Given problem: Quote precisely the final stretch of the listing: start at the line containing "roof for the picker robot." and stop after the last line.

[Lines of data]
══════════

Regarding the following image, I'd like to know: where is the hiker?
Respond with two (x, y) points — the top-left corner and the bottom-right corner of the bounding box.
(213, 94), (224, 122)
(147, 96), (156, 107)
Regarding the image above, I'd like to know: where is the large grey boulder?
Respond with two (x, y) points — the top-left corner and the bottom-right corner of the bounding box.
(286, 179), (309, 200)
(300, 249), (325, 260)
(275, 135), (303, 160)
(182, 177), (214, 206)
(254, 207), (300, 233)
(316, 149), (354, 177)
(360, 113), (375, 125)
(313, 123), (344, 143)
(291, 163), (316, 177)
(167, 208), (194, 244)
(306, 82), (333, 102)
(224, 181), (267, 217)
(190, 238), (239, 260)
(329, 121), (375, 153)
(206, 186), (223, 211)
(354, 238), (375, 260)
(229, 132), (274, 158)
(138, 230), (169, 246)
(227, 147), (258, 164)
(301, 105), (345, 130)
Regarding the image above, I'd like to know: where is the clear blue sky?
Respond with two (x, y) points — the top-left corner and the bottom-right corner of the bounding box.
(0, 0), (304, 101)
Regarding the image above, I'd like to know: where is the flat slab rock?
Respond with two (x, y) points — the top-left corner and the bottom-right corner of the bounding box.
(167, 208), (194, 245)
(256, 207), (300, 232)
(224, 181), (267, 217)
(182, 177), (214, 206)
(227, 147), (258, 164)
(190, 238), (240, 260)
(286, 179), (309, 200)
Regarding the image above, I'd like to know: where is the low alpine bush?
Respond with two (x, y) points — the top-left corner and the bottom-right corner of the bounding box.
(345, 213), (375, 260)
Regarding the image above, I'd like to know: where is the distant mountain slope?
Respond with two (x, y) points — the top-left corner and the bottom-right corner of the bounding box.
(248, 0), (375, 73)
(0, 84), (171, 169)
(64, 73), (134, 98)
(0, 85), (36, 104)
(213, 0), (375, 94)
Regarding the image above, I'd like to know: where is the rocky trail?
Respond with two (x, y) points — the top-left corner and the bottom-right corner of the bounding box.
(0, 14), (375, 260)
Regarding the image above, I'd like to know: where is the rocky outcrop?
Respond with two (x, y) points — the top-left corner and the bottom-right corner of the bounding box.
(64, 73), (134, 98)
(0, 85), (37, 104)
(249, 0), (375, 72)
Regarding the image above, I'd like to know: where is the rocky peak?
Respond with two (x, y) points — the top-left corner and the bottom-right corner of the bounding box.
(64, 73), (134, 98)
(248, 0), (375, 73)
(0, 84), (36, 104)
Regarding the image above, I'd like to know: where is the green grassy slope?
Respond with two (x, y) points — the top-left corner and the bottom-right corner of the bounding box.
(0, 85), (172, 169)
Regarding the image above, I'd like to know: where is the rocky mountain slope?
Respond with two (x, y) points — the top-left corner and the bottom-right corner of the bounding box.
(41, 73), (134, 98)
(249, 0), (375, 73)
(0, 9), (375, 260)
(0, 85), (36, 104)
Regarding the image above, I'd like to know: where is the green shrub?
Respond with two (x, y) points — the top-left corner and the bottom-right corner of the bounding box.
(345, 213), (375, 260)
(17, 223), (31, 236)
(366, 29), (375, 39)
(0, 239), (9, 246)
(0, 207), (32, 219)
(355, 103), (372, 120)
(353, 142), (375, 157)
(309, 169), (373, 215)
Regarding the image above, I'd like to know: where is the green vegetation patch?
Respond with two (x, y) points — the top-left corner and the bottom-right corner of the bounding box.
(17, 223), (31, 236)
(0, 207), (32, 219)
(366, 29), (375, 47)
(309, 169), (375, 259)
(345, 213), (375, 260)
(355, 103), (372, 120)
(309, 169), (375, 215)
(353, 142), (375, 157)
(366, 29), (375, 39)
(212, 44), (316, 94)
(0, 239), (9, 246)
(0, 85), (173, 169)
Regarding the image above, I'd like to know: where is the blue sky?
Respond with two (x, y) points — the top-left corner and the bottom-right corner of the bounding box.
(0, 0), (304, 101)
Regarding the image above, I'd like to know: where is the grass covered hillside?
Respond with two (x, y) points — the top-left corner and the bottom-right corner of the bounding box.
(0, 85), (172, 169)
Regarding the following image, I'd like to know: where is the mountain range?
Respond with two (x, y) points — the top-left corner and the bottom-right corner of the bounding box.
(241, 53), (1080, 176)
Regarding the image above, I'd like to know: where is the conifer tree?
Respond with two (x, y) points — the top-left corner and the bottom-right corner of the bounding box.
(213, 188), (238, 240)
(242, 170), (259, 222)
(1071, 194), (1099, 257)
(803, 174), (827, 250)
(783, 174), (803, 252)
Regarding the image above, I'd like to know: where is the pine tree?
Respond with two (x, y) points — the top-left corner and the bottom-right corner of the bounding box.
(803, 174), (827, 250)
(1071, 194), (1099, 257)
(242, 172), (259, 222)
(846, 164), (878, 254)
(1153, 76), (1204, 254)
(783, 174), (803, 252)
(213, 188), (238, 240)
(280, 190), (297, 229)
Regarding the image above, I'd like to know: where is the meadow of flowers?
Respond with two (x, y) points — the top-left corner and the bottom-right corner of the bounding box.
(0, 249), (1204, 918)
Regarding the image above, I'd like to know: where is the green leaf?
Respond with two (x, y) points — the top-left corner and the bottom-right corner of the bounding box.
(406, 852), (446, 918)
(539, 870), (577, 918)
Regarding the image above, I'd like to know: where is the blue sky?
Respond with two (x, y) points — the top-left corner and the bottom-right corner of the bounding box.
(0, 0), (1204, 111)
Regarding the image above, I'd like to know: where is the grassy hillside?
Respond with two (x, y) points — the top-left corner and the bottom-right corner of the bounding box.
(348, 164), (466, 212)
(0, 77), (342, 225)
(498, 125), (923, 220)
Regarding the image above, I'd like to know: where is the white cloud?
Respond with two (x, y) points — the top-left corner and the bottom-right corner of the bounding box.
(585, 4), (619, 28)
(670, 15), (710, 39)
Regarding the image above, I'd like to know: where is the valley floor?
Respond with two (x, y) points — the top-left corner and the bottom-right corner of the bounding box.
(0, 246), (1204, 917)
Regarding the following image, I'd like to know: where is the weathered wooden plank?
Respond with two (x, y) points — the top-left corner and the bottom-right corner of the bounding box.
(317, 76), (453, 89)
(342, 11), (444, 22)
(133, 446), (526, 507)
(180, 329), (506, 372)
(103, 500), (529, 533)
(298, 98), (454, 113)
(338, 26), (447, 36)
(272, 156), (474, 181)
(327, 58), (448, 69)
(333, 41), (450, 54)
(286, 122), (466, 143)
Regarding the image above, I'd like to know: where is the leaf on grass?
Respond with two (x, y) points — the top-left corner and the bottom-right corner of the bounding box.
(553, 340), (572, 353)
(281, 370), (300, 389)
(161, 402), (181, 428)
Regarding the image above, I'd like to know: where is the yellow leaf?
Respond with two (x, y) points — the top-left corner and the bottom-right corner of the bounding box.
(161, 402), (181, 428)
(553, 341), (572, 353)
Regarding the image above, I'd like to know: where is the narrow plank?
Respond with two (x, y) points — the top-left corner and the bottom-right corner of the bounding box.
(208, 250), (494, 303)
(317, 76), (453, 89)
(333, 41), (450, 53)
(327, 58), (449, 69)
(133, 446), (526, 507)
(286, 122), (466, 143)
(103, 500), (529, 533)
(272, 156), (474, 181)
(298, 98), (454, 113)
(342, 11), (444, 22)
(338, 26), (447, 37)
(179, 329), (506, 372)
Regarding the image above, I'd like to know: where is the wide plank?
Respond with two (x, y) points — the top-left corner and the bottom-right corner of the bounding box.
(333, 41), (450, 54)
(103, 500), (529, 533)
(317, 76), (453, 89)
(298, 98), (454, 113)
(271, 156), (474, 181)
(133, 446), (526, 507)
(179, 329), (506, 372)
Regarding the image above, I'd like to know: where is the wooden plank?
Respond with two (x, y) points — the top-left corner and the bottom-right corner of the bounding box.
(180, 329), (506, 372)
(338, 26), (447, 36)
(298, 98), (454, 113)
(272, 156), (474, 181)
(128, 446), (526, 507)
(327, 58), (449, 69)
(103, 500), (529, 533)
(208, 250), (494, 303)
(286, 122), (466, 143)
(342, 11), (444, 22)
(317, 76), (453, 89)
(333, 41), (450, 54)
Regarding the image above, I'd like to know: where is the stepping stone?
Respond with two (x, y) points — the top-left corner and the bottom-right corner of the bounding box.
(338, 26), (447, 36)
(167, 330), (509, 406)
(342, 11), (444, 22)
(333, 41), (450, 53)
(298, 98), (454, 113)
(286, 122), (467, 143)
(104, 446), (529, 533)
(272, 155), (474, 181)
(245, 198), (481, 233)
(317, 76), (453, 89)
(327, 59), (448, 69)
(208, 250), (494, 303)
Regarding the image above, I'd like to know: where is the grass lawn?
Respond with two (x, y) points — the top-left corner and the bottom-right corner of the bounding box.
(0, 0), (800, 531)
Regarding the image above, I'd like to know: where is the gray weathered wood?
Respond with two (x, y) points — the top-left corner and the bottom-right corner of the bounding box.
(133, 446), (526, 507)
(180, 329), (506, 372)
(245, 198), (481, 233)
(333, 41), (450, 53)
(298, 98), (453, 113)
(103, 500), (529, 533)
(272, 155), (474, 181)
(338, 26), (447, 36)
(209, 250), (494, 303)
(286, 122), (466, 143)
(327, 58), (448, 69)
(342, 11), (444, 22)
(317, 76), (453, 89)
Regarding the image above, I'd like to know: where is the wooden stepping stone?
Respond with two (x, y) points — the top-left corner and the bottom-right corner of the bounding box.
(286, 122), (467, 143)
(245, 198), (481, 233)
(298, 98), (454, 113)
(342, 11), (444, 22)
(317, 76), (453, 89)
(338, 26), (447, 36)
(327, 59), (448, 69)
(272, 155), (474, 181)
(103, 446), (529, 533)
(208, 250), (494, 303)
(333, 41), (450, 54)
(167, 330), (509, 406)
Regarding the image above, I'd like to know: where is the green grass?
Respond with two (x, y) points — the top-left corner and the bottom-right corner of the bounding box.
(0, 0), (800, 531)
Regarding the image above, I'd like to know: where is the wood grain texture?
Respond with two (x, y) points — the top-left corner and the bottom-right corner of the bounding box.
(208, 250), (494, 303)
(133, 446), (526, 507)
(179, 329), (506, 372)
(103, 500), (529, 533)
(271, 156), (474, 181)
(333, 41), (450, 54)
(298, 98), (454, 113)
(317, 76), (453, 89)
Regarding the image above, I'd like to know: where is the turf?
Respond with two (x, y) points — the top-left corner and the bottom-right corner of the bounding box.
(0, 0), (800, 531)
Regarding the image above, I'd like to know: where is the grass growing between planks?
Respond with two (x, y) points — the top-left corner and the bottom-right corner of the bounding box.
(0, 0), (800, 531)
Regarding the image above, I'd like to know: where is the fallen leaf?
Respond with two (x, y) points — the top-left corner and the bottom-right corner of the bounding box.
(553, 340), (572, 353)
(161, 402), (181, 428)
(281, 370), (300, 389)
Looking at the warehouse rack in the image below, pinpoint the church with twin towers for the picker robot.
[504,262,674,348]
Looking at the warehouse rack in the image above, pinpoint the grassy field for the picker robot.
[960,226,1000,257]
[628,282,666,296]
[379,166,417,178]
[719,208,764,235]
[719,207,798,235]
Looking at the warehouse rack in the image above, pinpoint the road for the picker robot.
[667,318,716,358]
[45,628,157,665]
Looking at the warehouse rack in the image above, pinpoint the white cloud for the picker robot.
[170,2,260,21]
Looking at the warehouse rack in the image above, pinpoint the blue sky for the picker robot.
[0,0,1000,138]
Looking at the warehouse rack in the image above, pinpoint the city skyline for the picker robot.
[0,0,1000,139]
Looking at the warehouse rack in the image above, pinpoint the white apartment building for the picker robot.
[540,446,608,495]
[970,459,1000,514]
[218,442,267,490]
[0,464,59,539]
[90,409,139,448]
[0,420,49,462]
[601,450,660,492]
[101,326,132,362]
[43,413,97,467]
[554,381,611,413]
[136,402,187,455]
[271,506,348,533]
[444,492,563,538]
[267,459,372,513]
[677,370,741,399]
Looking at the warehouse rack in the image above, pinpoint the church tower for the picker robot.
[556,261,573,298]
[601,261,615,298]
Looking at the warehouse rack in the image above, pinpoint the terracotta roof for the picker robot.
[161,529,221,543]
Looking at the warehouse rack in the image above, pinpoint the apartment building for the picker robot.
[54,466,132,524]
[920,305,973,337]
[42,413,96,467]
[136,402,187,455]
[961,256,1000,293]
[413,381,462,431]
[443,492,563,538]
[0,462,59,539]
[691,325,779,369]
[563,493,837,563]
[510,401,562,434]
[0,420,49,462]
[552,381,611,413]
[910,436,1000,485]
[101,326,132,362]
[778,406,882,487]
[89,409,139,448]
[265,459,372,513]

══════════

In response:
Looking at the warehouse rack in the image above, pinpoint the terracotta roof for the picker robot.
[161,529,221,543]
Looking at the warehouse rack in the image above, pinpoint the apartment building for the picker robot.
[54,466,132,524]
[920,305,973,337]
[42,413,96,467]
[136,402,187,455]
[961,256,1000,293]
[413,381,462,431]
[443,492,563,538]
[0,462,59,539]
[691,325,779,369]
[563,493,837,563]
[510,401,562,434]
[0,420,49,462]
[552,381,611,413]
[910,436,1000,485]
[101,326,132,362]
[778,406,882,487]
[89,409,139,448]
[265,459,372,513]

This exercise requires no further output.